C’est au cours de cette période (1934-38) que se manifesta pour la première fois le caractère particulier d’un développement politique dans lequel nous sommes encore plongés. Contrairement à ce qui se passa en général dans tous les pays et en particulier en 1898-1905 en Russie, quand les grèves impétueuses permirent l’affirmation du parti de classe, les puissants mouvements autrichiens, français, belges et espagnols non seulement ne provoquèrent pas l’affirmation d’une avant-garde prolétarienne et marxiste, mais ils laissèrent dans un isolement total la gauche italienne qui était restée fidèle aux principes révolutionnaires de l’internationalisme contre la guerre antifasciste, de la destruction de l’État capitaliste et de la fondation de la dictature du prolétariat contre la participation ou l’influence de l’État dans une direction antifasciste.

________________

[Consignes de travail]:
D'après l'article, quel courant les puissants mouvements autrichiens, français, belges et espagnols laissèrent-ils dans un isolement total ?

[Données fournies]:
________________

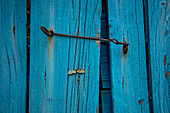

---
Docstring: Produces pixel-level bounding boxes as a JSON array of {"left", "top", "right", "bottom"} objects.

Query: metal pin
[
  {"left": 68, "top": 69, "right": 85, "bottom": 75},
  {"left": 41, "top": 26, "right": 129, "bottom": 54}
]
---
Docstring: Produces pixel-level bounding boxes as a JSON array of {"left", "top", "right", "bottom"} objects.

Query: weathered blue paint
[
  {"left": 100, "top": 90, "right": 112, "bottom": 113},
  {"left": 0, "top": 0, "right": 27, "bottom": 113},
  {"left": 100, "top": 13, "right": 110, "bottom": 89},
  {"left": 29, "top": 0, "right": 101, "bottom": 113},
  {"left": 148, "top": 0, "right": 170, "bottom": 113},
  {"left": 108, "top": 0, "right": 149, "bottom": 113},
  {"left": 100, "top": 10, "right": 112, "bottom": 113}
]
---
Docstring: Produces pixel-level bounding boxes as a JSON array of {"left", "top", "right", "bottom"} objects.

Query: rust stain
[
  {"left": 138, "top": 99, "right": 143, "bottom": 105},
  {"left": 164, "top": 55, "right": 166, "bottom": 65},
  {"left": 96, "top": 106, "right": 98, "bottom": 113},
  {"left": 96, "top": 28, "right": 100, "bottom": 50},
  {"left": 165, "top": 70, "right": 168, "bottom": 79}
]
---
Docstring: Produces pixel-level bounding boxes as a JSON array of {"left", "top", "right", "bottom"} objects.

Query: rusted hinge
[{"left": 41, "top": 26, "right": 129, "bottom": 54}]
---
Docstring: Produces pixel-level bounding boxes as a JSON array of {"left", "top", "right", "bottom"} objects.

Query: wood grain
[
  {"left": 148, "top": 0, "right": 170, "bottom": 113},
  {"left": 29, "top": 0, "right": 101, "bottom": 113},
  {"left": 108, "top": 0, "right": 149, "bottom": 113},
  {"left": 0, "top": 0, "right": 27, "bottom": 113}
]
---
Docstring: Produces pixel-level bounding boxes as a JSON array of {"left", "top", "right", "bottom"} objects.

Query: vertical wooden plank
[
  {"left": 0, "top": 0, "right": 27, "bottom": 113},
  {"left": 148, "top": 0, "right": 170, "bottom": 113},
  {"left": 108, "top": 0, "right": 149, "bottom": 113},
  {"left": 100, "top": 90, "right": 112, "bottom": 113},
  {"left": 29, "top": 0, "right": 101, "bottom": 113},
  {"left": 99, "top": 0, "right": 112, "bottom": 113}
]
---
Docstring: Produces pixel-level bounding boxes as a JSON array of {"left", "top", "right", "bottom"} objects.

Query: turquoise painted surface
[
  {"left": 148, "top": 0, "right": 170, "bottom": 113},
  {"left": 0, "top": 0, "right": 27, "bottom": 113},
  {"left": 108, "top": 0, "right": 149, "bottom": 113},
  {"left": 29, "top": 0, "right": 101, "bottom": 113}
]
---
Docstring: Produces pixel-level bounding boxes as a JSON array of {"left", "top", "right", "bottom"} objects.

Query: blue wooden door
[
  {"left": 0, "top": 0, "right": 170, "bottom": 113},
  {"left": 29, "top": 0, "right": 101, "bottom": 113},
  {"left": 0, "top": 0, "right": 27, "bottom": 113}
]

________________

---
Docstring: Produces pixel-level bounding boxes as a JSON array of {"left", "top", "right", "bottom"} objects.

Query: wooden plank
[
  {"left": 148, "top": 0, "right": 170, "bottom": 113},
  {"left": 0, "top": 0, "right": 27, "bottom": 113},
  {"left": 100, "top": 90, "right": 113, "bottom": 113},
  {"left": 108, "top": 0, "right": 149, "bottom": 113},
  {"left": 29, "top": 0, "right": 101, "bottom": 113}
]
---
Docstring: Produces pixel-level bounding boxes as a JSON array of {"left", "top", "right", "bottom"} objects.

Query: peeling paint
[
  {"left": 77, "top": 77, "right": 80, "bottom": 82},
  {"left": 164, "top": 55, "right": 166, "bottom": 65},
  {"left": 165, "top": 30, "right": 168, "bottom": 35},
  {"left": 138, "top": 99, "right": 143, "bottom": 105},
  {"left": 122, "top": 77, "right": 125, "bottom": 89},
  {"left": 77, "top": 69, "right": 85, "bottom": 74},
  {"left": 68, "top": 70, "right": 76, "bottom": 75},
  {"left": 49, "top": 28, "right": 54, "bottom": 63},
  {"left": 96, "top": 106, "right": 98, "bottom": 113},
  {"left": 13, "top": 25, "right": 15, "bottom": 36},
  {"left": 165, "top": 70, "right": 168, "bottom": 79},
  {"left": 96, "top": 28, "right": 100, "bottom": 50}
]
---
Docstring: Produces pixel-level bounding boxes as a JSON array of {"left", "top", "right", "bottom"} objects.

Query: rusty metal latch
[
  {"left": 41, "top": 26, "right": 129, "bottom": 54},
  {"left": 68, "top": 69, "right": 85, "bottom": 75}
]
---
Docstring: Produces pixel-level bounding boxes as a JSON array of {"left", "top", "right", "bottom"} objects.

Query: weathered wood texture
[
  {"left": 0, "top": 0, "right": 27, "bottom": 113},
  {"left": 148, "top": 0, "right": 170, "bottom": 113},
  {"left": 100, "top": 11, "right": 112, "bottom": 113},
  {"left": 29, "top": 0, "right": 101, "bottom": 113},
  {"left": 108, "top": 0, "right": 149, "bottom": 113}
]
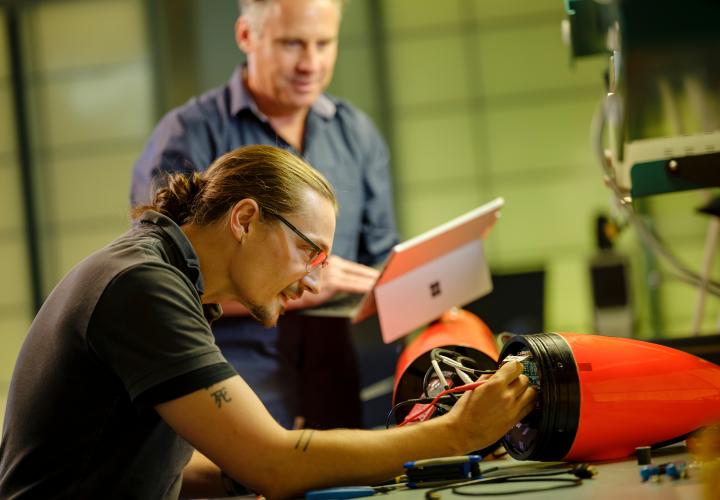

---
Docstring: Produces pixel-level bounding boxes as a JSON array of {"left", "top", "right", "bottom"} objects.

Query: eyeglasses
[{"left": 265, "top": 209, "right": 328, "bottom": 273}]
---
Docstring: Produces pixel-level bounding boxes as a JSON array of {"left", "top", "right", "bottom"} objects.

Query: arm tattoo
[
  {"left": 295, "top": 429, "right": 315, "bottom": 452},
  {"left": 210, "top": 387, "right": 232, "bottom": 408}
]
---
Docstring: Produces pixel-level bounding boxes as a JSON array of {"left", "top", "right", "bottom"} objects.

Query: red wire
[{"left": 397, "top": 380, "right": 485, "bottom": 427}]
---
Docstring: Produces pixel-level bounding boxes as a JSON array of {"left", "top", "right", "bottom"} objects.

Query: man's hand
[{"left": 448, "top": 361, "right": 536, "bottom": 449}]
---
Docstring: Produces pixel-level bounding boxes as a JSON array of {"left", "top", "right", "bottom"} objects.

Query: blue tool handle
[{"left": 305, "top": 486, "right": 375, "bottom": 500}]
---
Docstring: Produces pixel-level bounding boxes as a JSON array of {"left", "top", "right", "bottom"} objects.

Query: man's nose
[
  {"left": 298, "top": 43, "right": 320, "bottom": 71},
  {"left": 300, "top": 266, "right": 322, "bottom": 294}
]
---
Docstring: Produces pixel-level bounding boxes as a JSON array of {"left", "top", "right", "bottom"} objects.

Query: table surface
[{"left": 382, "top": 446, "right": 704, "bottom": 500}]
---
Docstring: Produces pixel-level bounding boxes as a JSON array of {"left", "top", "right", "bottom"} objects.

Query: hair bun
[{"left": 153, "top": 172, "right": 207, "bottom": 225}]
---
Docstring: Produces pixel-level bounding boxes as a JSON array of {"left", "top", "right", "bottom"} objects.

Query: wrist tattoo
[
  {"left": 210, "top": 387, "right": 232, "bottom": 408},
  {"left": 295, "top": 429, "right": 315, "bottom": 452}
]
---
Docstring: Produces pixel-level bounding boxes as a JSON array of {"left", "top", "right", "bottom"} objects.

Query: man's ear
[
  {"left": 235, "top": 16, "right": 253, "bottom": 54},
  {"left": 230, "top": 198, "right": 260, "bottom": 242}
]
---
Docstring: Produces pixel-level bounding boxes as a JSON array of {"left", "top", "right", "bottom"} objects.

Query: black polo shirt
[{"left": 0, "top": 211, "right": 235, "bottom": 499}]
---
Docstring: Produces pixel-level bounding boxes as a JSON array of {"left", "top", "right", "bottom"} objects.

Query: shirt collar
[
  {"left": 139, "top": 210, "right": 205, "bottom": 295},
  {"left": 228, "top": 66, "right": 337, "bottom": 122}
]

________________

[Résultat produit]:
Ils laissèrent dans un isolement total la gauche italienne, restée fidèle aux principes révolutionnaires.